What to produce: Nothing but an exact copy is wanted: the line with "<point>457,129</point>" and each line after it in the data below, last line included.

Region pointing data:
※
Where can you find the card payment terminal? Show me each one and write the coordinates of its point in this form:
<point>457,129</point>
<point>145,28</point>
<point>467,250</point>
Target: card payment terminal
※
Output for this task:
<point>457,129</point>
<point>145,28</point>
<point>467,250</point>
Target: card payment terminal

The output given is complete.